There are four main reasons, then, for “demographic winter,” in order of importance: First, low rates of religious practice, which are associated with low birth rates and high incidence of abortion; second, social benefits so high as to displace gifts within the family, particularly the gift of life; third, legacies of totalitarianism; and finally, heavy reliance on fiscal policies which penalize investment in people: so-called “human capital.”


In nearly all developed countries, legal abortion is responsible for pushing the birth rate below the replacement rate of 2 children per couple.

What practical policies could improve the European and American birth rates, lower their unemployment rate, and render their real estate markets less vulnerable to boom-bust cycles?

First, as already mentioned, simply practicing one’s faith and encouraging others to join us is the most powerful antidote to demographic winter. Between 2001 and 2006, the rate of weekly worship in the USA fell from 44% to 36%, to 33%.[32] The steepening fall in most nations’ birth rate and its recent fall back below the replacement rate in the USA are close to what one would have predicted based on the fall in religious practice. Yet where the rate of religious practice is low, even small increases are associated with large declines in abortion.

Dataset —
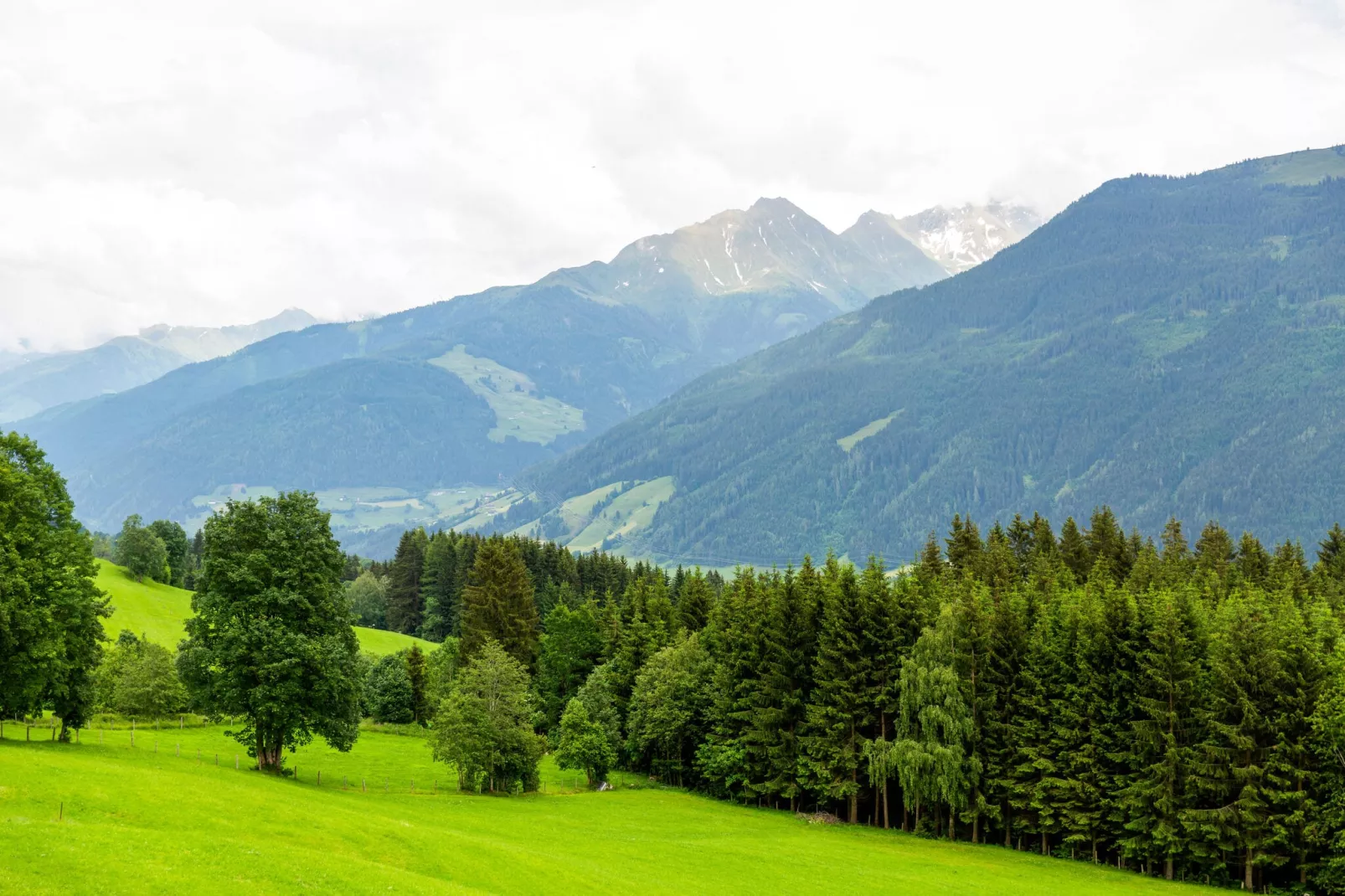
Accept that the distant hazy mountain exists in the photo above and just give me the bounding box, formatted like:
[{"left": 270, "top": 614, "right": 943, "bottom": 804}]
[
  {"left": 495, "top": 147, "right": 1345, "bottom": 565},
  {"left": 0, "top": 308, "right": 316, "bottom": 424},
  {"left": 20, "top": 199, "right": 1033, "bottom": 528},
  {"left": 870, "top": 202, "right": 1041, "bottom": 275}
]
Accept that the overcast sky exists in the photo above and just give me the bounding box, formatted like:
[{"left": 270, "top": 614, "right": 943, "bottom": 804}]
[{"left": 0, "top": 0, "right": 1345, "bottom": 350}]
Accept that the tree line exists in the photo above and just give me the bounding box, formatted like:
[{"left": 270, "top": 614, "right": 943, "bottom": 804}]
[
  {"left": 467, "top": 507, "right": 1345, "bottom": 892},
  {"left": 8, "top": 436, "right": 1345, "bottom": 892}
]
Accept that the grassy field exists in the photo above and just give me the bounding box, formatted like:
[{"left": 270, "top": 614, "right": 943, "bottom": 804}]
[
  {"left": 0, "top": 723, "right": 1215, "bottom": 896},
  {"left": 98, "top": 559, "right": 437, "bottom": 655}
]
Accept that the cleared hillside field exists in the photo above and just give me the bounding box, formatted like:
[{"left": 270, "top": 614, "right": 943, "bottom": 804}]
[
  {"left": 0, "top": 723, "right": 1215, "bottom": 896},
  {"left": 97, "top": 559, "right": 437, "bottom": 655}
]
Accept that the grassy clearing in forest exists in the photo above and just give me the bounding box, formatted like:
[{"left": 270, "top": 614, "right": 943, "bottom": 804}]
[
  {"left": 97, "top": 559, "right": 439, "bottom": 655},
  {"left": 0, "top": 723, "right": 1215, "bottom": 896}
]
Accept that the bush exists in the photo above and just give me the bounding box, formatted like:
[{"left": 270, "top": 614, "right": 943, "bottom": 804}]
[
  {"left": 364, "top": 654, "right": 415, "bottom": 725},
  {"left": 94, "top": 630, "right": 187, "bottom": 718},
  {"left": 346, "top": 572, "right": 388, "bottom": 628}
]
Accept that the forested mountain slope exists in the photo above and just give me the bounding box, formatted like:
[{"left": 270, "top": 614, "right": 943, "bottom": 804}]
[
  {"left": 0, "top": 308, "right": 316, "bottom": 422},
  {"left": 508, "top": 147, "right": 1345, "bottom": 564},
  {"left": 18, "top": 199, "right": 1033, "bottom": 528}
]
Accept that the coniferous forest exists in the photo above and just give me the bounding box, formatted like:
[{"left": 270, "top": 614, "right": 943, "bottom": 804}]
[{"left": 354, "top": 507, "right": 1345, "bottom": 892}]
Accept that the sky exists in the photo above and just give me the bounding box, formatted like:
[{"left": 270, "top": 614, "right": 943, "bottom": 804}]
[{"left": 0, "top": 0, "right": 1345, "bottom": 351}]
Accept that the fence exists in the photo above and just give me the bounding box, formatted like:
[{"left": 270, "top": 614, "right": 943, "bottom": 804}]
[{"left": 0, "top": 716, "right": 646, "bottom": 796}]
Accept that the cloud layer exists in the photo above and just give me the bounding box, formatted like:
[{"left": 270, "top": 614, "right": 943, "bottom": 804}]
[{"left": 0, "top": 0, "right": 1345, "bottom": 350}]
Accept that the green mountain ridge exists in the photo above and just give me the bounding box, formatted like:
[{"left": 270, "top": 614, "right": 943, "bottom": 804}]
[
  {"left": 16, "top": 199, "right": 1027, "bottom": 530},
  {"left": 0, "top": 308, "right": 316, "bottom": 422},
  {"left": 508, "top": 147, "right": 1345, "bottom": 565}
]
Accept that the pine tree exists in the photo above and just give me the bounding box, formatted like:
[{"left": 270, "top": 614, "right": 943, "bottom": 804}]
[
  {"left": 1185, "top": 590, "right": 1285, "bottom": 889},
  {"left": 1121, "top": 590, "right": 1203, "bottom": 880},
  {"left": 1084, "top": 504, "right": 1134, "bottom": 581},
  {"left": 752, "top": 559, "right": 817, "bottom": 811},
  {"left": 1238, "top": 532, "right": 1270, "bottom": 588},
  {"left": 677, "top": 566, "right": 714, "bottom": 631},
  {"left": 698, "top": 566, "right": 773, "bottom": 799},
  {"left": 388, "top": 528, "right": 429, "bottom": 635},
  {"left": 1060, "top": 517, "right": 1092, "bottom": 583},
  {"left": 1009, "top": 589, "right": 1081, "bottom": 854},
  {"left": 893, "top": 607, "right": 978, "bottom": 838},
  {"left": 806, "top": 554, "right": 872, "bottom": 822},
  {"left": 421, "top": 532, "right": 466, "bottom": 641},
  {"left": 939, "top": 573, "right": 1007, "bottom": 842},
  {"left": 461, "top": 535, "right": 539, "bottom": 668},
  {"left": 859, "top": 557, "right": 910, "bottom": 827},
  {"left": 1194, "top": 519, "right": 1236, "bottom": 600},
  {"left": 406, "top": 645, "right": 430, "bottom": 725},
  {"left": 947, "top": 514, "right": 985, "bottom": 572}
]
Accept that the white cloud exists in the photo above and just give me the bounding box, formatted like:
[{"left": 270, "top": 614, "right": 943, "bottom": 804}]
[{"left": 0, "top": 0, "right": 1345, "bottom": 350}]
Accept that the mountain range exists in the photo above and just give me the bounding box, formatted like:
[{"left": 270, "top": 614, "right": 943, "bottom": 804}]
[
  {"left": 502, "top": 147, "right": 1345, "bottom": 565},
  {"left": 13, "top": 199, "right": 1036, "bottom": 530},
  {"left": 0, "top": 308, "right": 317, "bottom": 424}
]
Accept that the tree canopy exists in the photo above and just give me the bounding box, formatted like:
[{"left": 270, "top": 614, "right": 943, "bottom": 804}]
[
  {"left": 178, "top": 491, "right": 360, "bottom": 771},
  {"left": 0, "top": 433, "right": 111, "bottom": 739}
]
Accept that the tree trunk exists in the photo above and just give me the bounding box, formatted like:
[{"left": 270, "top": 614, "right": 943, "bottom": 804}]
[
  {"left": 850, "top": 768, "right": 859, "bottom": 825},
  {"left": 257, "top": 730, "right": 280, "bottom": 775}
]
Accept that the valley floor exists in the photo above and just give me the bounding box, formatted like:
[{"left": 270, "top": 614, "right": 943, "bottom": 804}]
[{"left": 0, "top": 723, "right": 1196, "bottom": 894}]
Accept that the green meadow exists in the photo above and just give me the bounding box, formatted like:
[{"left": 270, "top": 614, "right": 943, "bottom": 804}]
[
  {"left": 0, "top": 723, "right": 1215, "bottom": 896},
  {"left": 97, "top": 559, "right": 437, "bottom": 655}
]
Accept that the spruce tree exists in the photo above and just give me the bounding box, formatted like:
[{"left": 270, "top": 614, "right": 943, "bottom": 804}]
[
  {"left": 677, "top": 566, "right": 714, "bottom": 631},
  {"left": 1121, "top": 590, "right": 1203, "bottom": 880},
  {"left": 421, "top": 532, "right": 466, "bottom": 641},
  {"left": 461, "top": 535, "right": 539, "bottom": 668},
  {"left": 806, "top": 554, "right": 872, "bottom": 822},
  {"left": 753, "top": 557, "right": 817, "bottom": 811},
  {"left": 1060, "top": 517, "right": 1092, "bottom": 583},
  {"left": 893, "top": 607, "right": 979, "bottom": 838},
  {"left": 1185, "top": 590, "right": 1285, "bottom": 889},
  {"left": 388, "top": 528, "right": 429, "bottom": 635}
]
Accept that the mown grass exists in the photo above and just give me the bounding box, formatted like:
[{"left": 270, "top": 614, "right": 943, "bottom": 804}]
[
  {"left": 0, "top": 725, "right": 1215, "bottom": 896},
  {"left": 97, "top": 559, "right": 437, "bottom": 655}
]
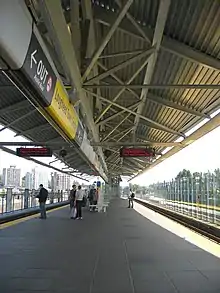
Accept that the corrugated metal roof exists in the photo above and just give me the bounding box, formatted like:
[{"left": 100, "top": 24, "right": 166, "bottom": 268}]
[
  {"left": 0, "top": 0, "right": 220, "bottom": 178},
  {"left": 87, "top": 0, "right": 220, "bottom": 173}
]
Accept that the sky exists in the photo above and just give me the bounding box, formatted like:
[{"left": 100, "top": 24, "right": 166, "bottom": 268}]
[
  {"left": 0, "top": 110, "right": 220, "bottom": 185},
  {"left": 131, "top": 120, "right": 220, "bottom": 185}
]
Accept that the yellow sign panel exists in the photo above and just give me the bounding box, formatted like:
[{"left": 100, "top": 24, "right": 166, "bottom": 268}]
[{"left": 46, "top": 80, "right": 78, "bottom": 139}]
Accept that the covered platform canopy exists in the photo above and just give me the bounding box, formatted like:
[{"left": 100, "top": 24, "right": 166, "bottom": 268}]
[{"left": 0, "top": 0, "right": 220, "bottom": 178}]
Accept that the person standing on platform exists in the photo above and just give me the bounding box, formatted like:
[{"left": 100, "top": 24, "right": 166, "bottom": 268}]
[
  {"left": 128, "top": 189, "right": 134, "bottom": 209},
  {"left": 69, "top": 184, "right": 76, "bottom": 219},
  {"left": 36, "top": 184, "right": 48, "bottom": 219},
  {"left": 75, "top": 185, "right": 84, "bottom": 220}
]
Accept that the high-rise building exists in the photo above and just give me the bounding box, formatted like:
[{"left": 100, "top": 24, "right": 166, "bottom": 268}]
[
  {"left": 24, "top": 172, "right": 33, "bottom": 190},
  {"left": 38, "top": 171, "right": 48, "bottom": 188},
  {"left": 51, "top": 172, "right": 59, "bottom": 192},
  {"left": 51, "top": 172, "right": 70, "bottom": 191},
  {"left": 3, "top": 166, "right": 21, "bottom": 187}
]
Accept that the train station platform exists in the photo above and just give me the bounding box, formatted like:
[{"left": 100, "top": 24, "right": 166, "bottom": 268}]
[{"left": 0, "top": 199, "right": 220, "bottom": 293}]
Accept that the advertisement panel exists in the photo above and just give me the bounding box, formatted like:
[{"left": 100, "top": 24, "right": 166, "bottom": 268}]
[
  {"left": 22, "top": 32, "right": 57, "bottom": 106},
  {"left": 46, "top": 80, "right": 78, "bottom": 139},
  {"left": 21, "top": 32, "right": 78, "bottom": 139}
]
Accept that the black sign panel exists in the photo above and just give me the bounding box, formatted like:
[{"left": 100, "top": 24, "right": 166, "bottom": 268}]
[
  {"left": 120, "top": 148, "right": 155, "bottom": 157},
  {"left": 21, "top": 32, "right": 57, "bottom": 106},
  {"left": 16, "top": 148, "right": 53, "bottom": 157}
]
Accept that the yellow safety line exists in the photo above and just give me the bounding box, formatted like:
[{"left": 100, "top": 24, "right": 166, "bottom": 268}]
[{"left": 0, "top": 205, "right": 66, "bottom": 230}]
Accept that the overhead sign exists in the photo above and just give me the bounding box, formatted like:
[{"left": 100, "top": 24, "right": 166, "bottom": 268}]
[
  {"left": 120, "top": 148, "right": 155, "bottom": 157},
  {"left": 46, "top": 80, "right": 79, "bottom": 139},
  {"left": 16, "top": 148, "right": 53, "bottom": 157},
  {"left": 22, "top": 33, "right": 57, "bottom": 106},
  {"left": 21, "top": 32, "right": 79, "bottom": 139},
  {"left": 75, "top": 121, "right": 84, "bottom": 146}
]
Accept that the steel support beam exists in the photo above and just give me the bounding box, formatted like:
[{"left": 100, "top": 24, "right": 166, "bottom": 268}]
[
  {"left": 83, "top": 84, "right": 220, "bottom": 90},
  {"left": 95, "top": 58, "right": 148, "bottom": 123},
  {"left": 14, "top": 123, "right": 52, "bottom": 137},
  {"left": 130, "top": 109, "right": 220, "bottom": 180},
  {"left": 147, "top": 92, "right": 210, "bottom": 118},
  {"left": 97, "top": 101, "right": 140, "bottom": 125},
  {"left": 99, "top": 50, "right": 142, "bottom": 59},
  {"left": 91, "top": 141, "right": 183, "bottom": 148},
  {"left": 40, "top": 0, "right": 107, "bottom": 173},
  {"left": 85, "top": 90, "right": 183, "bottom": 136},
  {"left": 115, "top": 0, "right": 150, "bottom": 42},
  {"left": 70, "top": 0, "right": 81, "bottom": 68},
  {"left": 82, "top": 0, "right": 133, "bottom": 82},
  {"left": 84, "top": 48, "right": 154, "bottom": 85},
  {"left": 0, "top": 109, "right": 37, "bottom": 132},
  {"left": 102, "top": 113, "right": 131, "bottom": 141},
  {"left": 133, "top": 0, "right": 170, "bottom": 140},
  {"left": 0, "top": 100, "right": 32, "bottom": 115},
  {"left": 97, "top": 61, "right": 139, "bottom": 99},
  {"left": 94, "top": 6, "right": 220, "bottom": 70}
]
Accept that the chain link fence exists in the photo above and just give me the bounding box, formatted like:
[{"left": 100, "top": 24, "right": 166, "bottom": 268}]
[{"left": 136, "top": 173, "right": 220, "bottom": 225}]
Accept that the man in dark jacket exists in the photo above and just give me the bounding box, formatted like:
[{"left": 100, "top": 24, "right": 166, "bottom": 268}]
[{"left": 37, "top": 184, "right": 48, "bottom": 219}]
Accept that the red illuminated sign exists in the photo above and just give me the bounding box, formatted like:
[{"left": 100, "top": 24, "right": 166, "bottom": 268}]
[
  {"left": 16, "top": 148, "right": 52, "bottom": 157},
  {"left": 120, "top": 148, "right": 155, "bottom": 157}
]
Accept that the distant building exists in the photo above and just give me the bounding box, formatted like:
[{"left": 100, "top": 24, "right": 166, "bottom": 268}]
[
  {"left": 24, "top": 172, "right": 33, "bottom": 190},
  {"left": 31, "top": 167, "right": 48, "bottom": 190},
  {"left": 38, "top": 171, "right": 48, "bottom": 188},
  {"left": 51, "top": 172, "right": 70, "bottom": 192},
  {"left": 3, "top": 166, "right": 21, "bottom": 187}
]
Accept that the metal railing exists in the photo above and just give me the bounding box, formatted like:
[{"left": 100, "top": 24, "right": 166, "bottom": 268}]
[{"left": 0, "top": 188, "right": 69, "bottom": 215}]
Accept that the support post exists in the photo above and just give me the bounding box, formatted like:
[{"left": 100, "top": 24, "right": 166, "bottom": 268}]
[
  {"left": 24, "top": 188, "right": 30, "bottom": 209},
  {"left": 6, "top": 188, "right": 13, "bottom": 213}
]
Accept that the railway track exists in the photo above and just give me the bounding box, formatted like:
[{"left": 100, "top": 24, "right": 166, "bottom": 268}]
[{"left": 135, "top": 199, "right": 220, "bottom": 244}]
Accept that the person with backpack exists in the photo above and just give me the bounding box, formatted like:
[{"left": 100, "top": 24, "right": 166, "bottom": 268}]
[
  {"left": 36, "top": 184, "right": 48, "bottom": 219},
  {"left": 128, "top": 189, "right": 135, "bottom": 209}
]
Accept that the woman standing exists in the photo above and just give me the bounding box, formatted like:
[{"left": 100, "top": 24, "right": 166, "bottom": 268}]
[
  {"left": 69, "top": 185, "right": 76, "bottom": 219},
  {"left": 75, "top": 185, "right": 83, "bottom": 220}
]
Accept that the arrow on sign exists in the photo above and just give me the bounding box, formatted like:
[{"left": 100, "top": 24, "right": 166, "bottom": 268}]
[{"left": 31, "top": 50, "right": 37, "bottom": 68}]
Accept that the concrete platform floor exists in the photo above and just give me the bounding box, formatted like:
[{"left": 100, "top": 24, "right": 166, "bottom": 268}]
[{"left": 0, "top": 199, "right": 220, "bottom": 293}]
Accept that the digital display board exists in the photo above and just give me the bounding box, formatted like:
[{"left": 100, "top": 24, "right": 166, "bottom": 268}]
[
  {"left": 120, "top": 148, "right": 155, "bottom": 157},
  {"left": 16, "top": 147, "right": 52, "bottom": 157}
]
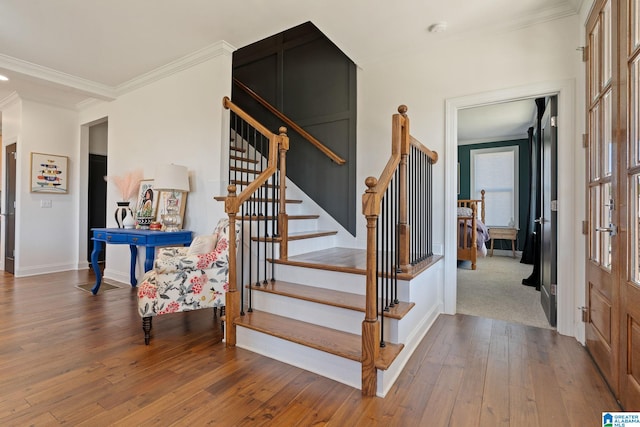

To do —
1 - In the passage on demographic winter, what is named as the most important reason for demographic winter?
2 - Please identify each line of the listing that holds the word "standing" and copy it out in full.
The passage on demographic winter and the listing come from unrelated sources.

Results —
1 - Low rates of religious practice, which are associated with low birth rates and a high incidence of abortion.

2 -
Accept that the person standing on platform exists in the photo above and just give me the bounding box, formatted like:
Accept that the woman standing exists in the photo above and just give me the bounding box, formatted like:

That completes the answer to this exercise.